Pictures do not belong in your copy. Repeat all the other data exactly.

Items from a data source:
#####

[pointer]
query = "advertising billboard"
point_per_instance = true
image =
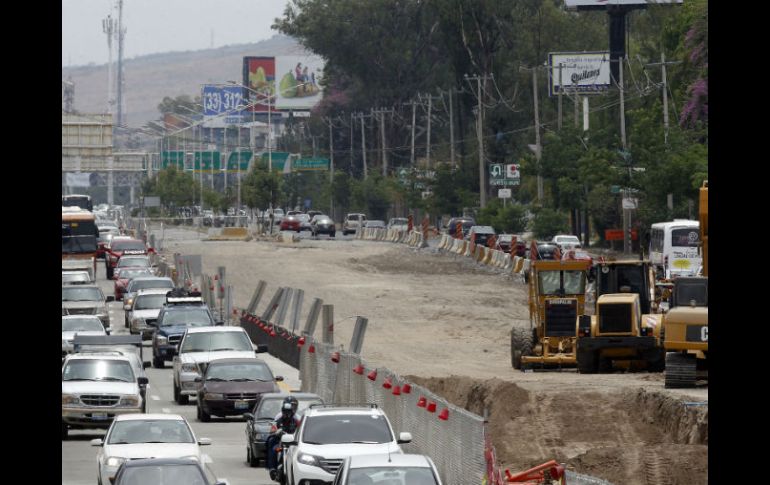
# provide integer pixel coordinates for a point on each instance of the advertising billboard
(581, 72)
(299, 81)
(259, 76)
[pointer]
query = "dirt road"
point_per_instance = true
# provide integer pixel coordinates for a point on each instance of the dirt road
(434, 317)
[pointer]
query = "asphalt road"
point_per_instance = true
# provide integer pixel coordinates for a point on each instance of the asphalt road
(226, 456)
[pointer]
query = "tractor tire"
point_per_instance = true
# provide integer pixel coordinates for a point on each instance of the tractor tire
(680, 370)
(521, 345)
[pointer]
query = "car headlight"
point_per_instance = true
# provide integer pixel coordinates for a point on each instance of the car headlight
(129, 401)
(307, 459)
(114, 461)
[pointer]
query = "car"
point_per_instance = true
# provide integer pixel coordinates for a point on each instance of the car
(85, 300)
(119, 247)
(96, 389)
(388, 468)
(260, 420)
(165, 471)
(75, 277)
(72, 325)
(465, 222)
(144, 283)
(567, 241)
(290, 223)
(328, 434)
(481, 234)
(123, 275)
(352, 223)
(374, 224)
(141, 436)
(323, 225)
(174, 318)
(144, 311)
(229, 387)
(398, 223)
(198, 347)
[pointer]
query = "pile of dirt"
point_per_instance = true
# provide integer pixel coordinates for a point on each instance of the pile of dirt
(626, 438)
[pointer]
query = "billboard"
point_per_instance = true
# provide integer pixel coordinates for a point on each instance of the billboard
(581, 72)
(299, 81)
(259, 76)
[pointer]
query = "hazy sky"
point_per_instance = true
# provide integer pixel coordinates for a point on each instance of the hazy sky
(154, 26)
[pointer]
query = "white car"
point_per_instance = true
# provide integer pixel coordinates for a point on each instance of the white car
(137, 436)
(567, 242)
(409, 469)
(95, 389)
(328, 435)
(201, 345)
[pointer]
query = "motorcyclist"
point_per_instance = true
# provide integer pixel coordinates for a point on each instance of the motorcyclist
(285, 422)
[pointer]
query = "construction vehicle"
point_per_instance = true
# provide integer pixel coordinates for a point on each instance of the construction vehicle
(556, 298)
(686, 322)
(621, 331)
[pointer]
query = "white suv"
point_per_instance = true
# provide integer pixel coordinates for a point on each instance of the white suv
(329, 434)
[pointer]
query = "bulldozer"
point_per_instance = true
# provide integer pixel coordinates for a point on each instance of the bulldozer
(622, 330)
(686, 322)
(556, 298)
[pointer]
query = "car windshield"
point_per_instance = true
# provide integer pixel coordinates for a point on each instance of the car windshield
(191, 317)
(81, 325)
(346, 428)
(391, 474)
(214, 341)
(126, 261)
(573, 281)
(257, 371)
(137, 285)
(163, 475)
(81, 294)
(150, 431)
(149, 302)
(98, 370)
(269, 408)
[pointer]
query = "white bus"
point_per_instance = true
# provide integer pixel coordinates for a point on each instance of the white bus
(674, 248)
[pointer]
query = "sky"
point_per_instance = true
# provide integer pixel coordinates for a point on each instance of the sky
(154, 26)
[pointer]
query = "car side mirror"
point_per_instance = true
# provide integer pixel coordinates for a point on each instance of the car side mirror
(288, 440)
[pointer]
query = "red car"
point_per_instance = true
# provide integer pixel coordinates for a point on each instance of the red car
(290, 223)
(120, 247)
(123, 276)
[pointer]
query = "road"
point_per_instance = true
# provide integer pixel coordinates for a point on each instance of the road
(226, 455)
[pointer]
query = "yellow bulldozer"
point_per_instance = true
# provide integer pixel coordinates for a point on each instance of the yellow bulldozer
(686, 322)
(556, 298)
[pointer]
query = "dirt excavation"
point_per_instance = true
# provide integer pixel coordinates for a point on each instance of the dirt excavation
(445, 324)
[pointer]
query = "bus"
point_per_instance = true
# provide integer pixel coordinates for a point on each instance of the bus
(77, 200)
(79, 236)
(674, 248)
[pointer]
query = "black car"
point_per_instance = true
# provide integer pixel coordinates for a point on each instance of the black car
(165, 471)
(260, 420)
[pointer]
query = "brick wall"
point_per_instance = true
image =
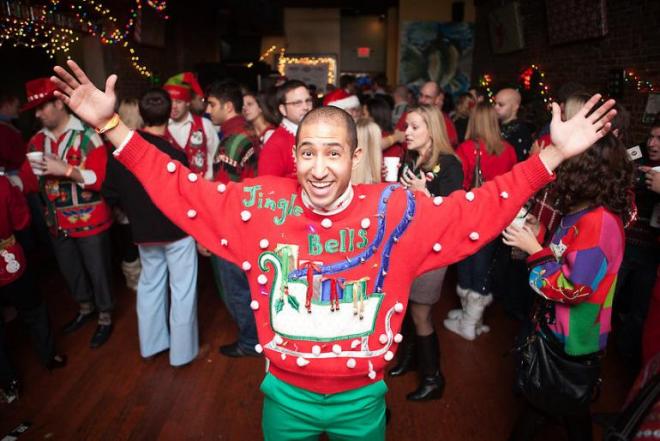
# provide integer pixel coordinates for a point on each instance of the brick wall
(633, 41)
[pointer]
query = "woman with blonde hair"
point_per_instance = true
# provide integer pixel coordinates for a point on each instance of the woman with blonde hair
(432, 168)
(484, 155)
(368, 170)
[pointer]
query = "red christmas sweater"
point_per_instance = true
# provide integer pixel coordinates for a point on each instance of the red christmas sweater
(277, 155)
(73, 209)
(14, 216)
(375, 247)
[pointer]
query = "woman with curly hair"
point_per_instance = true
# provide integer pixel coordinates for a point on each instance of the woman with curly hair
(576, 272)
(431, 168)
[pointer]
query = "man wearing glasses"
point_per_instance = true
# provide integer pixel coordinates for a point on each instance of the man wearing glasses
(277, 156)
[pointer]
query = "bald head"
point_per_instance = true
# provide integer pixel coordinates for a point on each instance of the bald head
(507, 103)
(334, 116)
(431, 95)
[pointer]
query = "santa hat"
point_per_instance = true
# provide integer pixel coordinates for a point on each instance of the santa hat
(340, 98)
(179, 86)
(38, 91)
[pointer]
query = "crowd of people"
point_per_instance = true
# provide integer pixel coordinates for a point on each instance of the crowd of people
(558, 222)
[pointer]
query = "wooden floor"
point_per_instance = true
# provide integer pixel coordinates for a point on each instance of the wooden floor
(112, 394)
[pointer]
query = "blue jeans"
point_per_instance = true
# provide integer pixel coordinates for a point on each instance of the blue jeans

#####

- [Reply to the task]:
[pointer]
query = "advertising billboard"
point_per_instance = true
image =
# provide integer pixel coordinates for a point on each instance of the advertising billboard
(581, 72)
(299, 81)
(259, 76)
[pointer]
query = "dirt road"
point_per_instance = true
# provide integer pixel coordinates for a point on each instance of the dirt road
(434, 317)
[pointer]
query = "asphalt road"
point_per_instance = true
# provide integer pixel coordinates for a point on each instance of the asphalt road
(226, 456)
[pointer]
query = "tractor tire"
point_per_instance = true
# provide integer pixel coordinates for a point on each instance of the tractor tire
(680, 370)
(521, 345)
[pointer]
query = "car headlight"
point_per_instance = true
# provide integer pixel coordinates for a point on each instance of the car headlight
(129, 401)
(307, 459)
(114, 461)
[pointer]
query = "car"
point_per_instance = true
# provide integer pixel coordinates for a point on each instance of the car
(85, 300)
(119, 247)
(96, 389)
(388, 468)
(260, 420)
(165, 471)
(75, 277)
(72, 325)
(465, 222)
(144, 283)
(567, 241)
(290, 223)
(328, 434)
(481, 234)
(123, 275)
(352, 223)
(374, 224)
(141, 436)
(323, 225)
(174, 318)
(144, 311)
(229, 387)
(398, 223)
(198, 347)
[pointer]
query = "pile of dirt"
point_per_instance = true
# provide integer pixel coordinates for a point on each instance of the pile of dirt
(626, 438)
[pointer]
query = "billboard"
point_per_instance = true
# provide integer pixel coordinates for a point on each instance of the billboard
(581, 72)
(299, 81)
(259, 76)
[pointer]
query = "hazy sky"
point_per_instance = true
# provide integer pixel coordinates for a point on each instance of the hazy sky
(154, 26)
[pointer]
query = "white car"
point_per_instance = true
# provide integer pixel coordinates for a point on each instance of the white car
(137, 436)
(567, 242)
(409, 469)
(95, 389)
(328, 435)
(201, 345)
[pointer]
query = "motorcyclist"
point_per_instance = true
# provide integer pixel coordinates for a point on each instance of the motorcyclist
(285, 422)
[pointer]
query = "construction vehicle"
point_per_instance = true
# provide integer pixel coordinates for a point on each instance of the construction vehicle
(556, 298)
(686, 322)
(621, 331)
[pointer]
query = "white suv"
point_per_instance = true
# provide integer pixel coordinates for a point on each instance of the white suv
(329, 434)
[pointer]
query = "bulldozer"
point_per_instance = true
# provide integer pixel coordinates for a point on each instance of the bulldozer
(622, 330)
(686, 322)
(556, 298)
[pointer]
query = "car windshield"
point_per_instance = true
# provide integer pixel coordinates for a point on each instance of the car windshield
(191, 317)
(81, 325)
(346, 428)
(391, 474)
(214, 341)
(126, 261)
(573, 281)
(257, 371)
(137, 285)
(163, 475)
(81, 294)
(150, 431)
(149, 302)
(98, 370)
(269, 408)
[pointer]
query = "white bus"
point_per_instance = true
# provide integer pixel coordinates for a point on each instance of the white bus
(674, 248)
[pointer]
query = "sky"
point_per_instance = true
# provide integer pixel coordinates for a point on each instance of the sky
(154, 26)
[pointer]
query = "car side mirror"
point_per_instance = true
# provide integer pixel coordinates for a point on each instance of the car side mirror
(288, 440)
[pointer]
query = "red car"
point_per_instance = true
# provide integer pixel coordinates for a point on each instance of the red car
(290, 223)
(120, 247)
(123, 276)
[pointer]
query = "road"
point_per_instance = true
# provide integer pixel coordinates for a point on each instance of the road
(226, 455)
[pointer]
query = "yellow bulldozer"
point_per_instance = true
# provide integer pixel coordinates for a point on each instance of the yellow bulldozer
(686, 322)
(556, 298)
[pointer]
query = "dirt excavation"
point_per_instance = true
# provide integer pixel coordinates for a point on each instance of the dirt excavation
(445, 324)
[pointer]
query = "bus"
point_per_instance = true
# provide integer pixel coordinates for a point on each instance of the bus
(77, 200)
(79, 236)
(674, 248)
[pointer]
query = "black car"
point_per_instance = true
# provide integer pixel coordinates for a point on each instance of the black car
(165, 471)
(260, 420)
[pointer]
query = "brick wall"
point_per_instance = true
image =
# provide integer pixel coordinates for a point on each instance of the brick wall
(633, 41)
[pointer]
query = "woman with blonde hair"
point_per_instance = true
# provide integer pixel coordinates for a point on each instance of the woman with blonde hair
(432, 168)
(484, 155)
(368, 170)
[pointer]
query = "red christmas sweater"
point_per_instance = true
# provide integer pixel coordinates for a point on each instance of the red christmas sweater
(277, 155)
(73, 209)
(14, 216)
(375, 247)
[pointer]
query = "woman with curly hair"
point_per_instance = true
# provide integer pixel coordinates for a point on each instance of the woman with curly hair
(576, 272)
(431, 168)
[pointer]
query = "man wearing glasses"
point_per_instance = true
# provide integer pixel coordinates for a point on each instance of the man wearing glasses
(277, 156)
[pointer]
query = "bald head"
point_per_instance = true
# provide integer pixel coordinates for a point on each instance of the bald head
(507, 103)
(334, 116)
(431, 95)
[pointer]
query = "santa hat"
point_per_instance = true
# provide integer pixel coordinates for a point on each instance of the santa hat
(340, 98)
(179, 86)
(38, 91)
[pointer]
query = "crowd of people"
point_per_instance = true
# provide integer pixel coordinates for a point on each instance of the crowd of people
(558, 222)
[pointer]
query = "wooden floor"
point_per_instance = true
# provide integer pixel coordinates for a point on each instance of the wooden floor
(112, 394)
[pointer]
query = "blue jeans"
point_per_instance = true
# provide integer pixel coordinates for a point on each instance of the blue jeans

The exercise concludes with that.